Given instruction 1 —
Transcribe the part of the passage on early French sociology from "From the later" up to and including "at the Sorbonne.".
Given instruction 2 —
According to the passage on early French sociology, what value did Gustave Le Bon propose for the low-value shares meant for the working class?

Source passage —
____________

From the later nineteenth century to World War I sociological work began to develop in France (Mosbah-Natanson 2017). The process of institutionalisation began with the appointment of Gabriel Tarde (1843-1904) to the College de France, followed by Emile Durkheim (1858-1917) at the Sorbonne.

Beyond these major sociologists there were many other authors who consid­ered the relations between sociology and political economy without the critical tone adopted by Tarde and Durkheim. For example, in his ethnographical approach to sociology Charles Letourneau (1831-1902) limited himself to some comments about property rights in different parts of the world, and concluded his evolutionary approach by explaining that the present European form was unique, and subject to change in the future since property is a social fact (Letourneau 1880, 415). After a short review of contemporary economic thinkers, he concluded by favouring John Stuart Mill’s proposal to limit bequests (Letourneau 1880, 419). One year later, Gustave Le Bon (1841-1931) also took an evolutionary approach. Considering the social unrest spreading among the working classes, he vehemently rejected social­ism and communism, and dismissed the working classes as morally inferior, some­thing that some economists had already done - he quoted Gustave de Molinari at length (Le Bon 1881, II, 405). He concluded by outlining a scheme that would turn members of the working class into petty capitalists by creating low-value shares (of between 5 and 10 francs). The need to save in order to purchase these shares would insulate them from the socialist gospel and its errors. The organicist sociol­ogy introduced by Rene Worms (1869-1926) was likewise not opposed to political economy, being a science that dealt in terms of the nutrition of the social body (Worms 1896, Chapter 9). This is confirmed by the significant number of econo­mists who became member of his Institut international de sociologie (International Sociological Association), notably Lujo Brentano, Charles Gide, Robert Giffen, Alfred Marshall, Carl Menger and Gustav Schmoller.

____________

Record set —
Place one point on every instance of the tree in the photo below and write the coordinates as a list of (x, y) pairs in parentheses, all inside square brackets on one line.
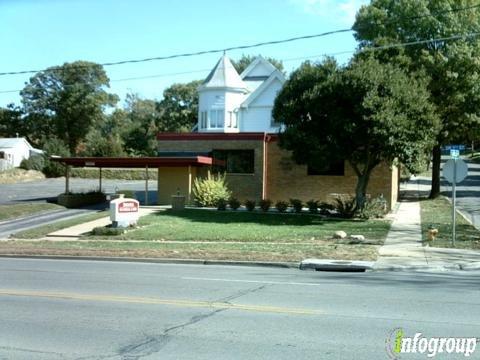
[(365, 113), (69, 99), (178, 111), (452, 66), (246, 60)]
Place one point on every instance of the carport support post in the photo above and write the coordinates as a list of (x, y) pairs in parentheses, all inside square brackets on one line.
[(67, 179), (189, 183), (146, 184), (100, 179)]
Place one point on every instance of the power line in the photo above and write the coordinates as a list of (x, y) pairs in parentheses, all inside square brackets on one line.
[(167, 57)]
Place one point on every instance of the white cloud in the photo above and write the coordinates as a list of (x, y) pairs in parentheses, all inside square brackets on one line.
[(343, 10)]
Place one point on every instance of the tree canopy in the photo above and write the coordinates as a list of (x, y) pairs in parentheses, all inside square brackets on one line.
[(451, 66), (68, 99), (364, 113)]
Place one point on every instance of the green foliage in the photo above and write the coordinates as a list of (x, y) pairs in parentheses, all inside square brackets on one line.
[(374, 208), (54, 147), (250, 204), (364, 113), (36, 162), (312, 206), (107, 231), (345, 207), (281, 206), (234, 203), (222, 204), (265, 204), (68, 99), (178, 108), (297, 205), (210, 190)]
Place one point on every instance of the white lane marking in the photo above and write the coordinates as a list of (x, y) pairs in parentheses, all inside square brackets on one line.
[(252, 281)]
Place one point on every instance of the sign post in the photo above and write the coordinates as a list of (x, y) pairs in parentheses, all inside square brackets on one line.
[(455, 170)]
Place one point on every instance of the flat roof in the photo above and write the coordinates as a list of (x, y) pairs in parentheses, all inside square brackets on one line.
[(141, 162)]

____________

Finished answer 1 —
From the later nineteenth century to World War I sociological work began to develop in France (Mosbah-Natanson 2017). The process of institutionalisation began with the appointment of Gabriel Tarde (1843-1904) to the College de France, followed by Emile Durkheim (1858-1917) at the Sorbonne.

Finished answer 2 —
Between 5 and 10 francs.